_EXERCISES TO COMPLETE_
1) In the quiz in the Swift Current presentation, which actor is said to have played the beast that needs a shave?
2) Carry the Swift Current presentation forward from its last line.

:: EXTRACT

Presented to Swift Current Corps of The Salvation Army 03 Mar 13
By Captain Michael Ramsay
Quiz: Name that beast (answers at bottom).
- A Swiss inventor created him.
- The creature killed his maker’s family.
- His creator pursued the creature to the Artic where the creator died.
- This beast doesn’t really have a name.
- He is remembered by the name of his creator.
- His creator is Dr. Frankenstein.
- This beast is in need of a shave.
- Zevon and CCR (maybe) sings about him.
- Michael J. Fox played one.
- This beast comes out at night.
- He should be avoided during the full moon.
- What the 3 little pigs ask?

::::
:: ITEMS

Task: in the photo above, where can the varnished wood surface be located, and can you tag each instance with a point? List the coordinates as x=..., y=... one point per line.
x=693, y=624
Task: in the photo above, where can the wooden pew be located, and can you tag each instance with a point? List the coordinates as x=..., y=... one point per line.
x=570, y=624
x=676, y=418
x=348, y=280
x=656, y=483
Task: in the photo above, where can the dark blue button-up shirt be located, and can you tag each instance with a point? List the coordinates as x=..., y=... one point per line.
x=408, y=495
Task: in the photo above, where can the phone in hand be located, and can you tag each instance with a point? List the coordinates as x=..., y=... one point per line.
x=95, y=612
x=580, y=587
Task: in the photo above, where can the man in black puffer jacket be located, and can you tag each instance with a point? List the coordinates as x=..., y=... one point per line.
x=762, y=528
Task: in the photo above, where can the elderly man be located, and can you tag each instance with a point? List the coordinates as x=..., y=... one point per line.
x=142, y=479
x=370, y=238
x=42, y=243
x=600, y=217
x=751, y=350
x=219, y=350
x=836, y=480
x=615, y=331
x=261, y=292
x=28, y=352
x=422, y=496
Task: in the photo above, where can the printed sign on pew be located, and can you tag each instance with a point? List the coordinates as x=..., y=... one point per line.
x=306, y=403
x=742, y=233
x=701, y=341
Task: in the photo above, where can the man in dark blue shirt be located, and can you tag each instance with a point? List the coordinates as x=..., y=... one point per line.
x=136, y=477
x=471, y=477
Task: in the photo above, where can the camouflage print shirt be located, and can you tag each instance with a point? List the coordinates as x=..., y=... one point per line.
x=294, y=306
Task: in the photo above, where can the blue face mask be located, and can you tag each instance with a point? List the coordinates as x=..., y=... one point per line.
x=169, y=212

::::

_ANSWERS IN ORDER_
1) Michael J. Fox

2)
- This beast has many names throughout the world
- He has been spotted in the U.S., China, and Canada
- In China, he may be related to Frosty yet
- In the U.S, he needs to see a specialized cobbler
- In Canada, apparently he drinks Kokanee beer
- It is another name for a timepiece made in Regina
Susan just got a book, the other day about worst-case scenarios. It speaks about what do if you are attacked by an octopus, an alligator, a python. I was looking for something in there about a beast from revelation but I didn’t find one. The passage that we are speaking about today speaks about a beast and prostitute. Revelation itself has the answer to the question, what do you do when you face a prostitute with a beast in this worst case scenario and that is what we are going to look at briefly today. Now I will tell you off the (vampire?) bat what is the main theme of this pericope. It is the same as the main theme of this whole letter. That is this: whatever happens in this world, as you turn to and remain in Christ, everything will be okay.
Our message today is entitled, ‘What is and what is to be’. First we are going to look at what is: the political reality of the text in Revelation 17 that we read today.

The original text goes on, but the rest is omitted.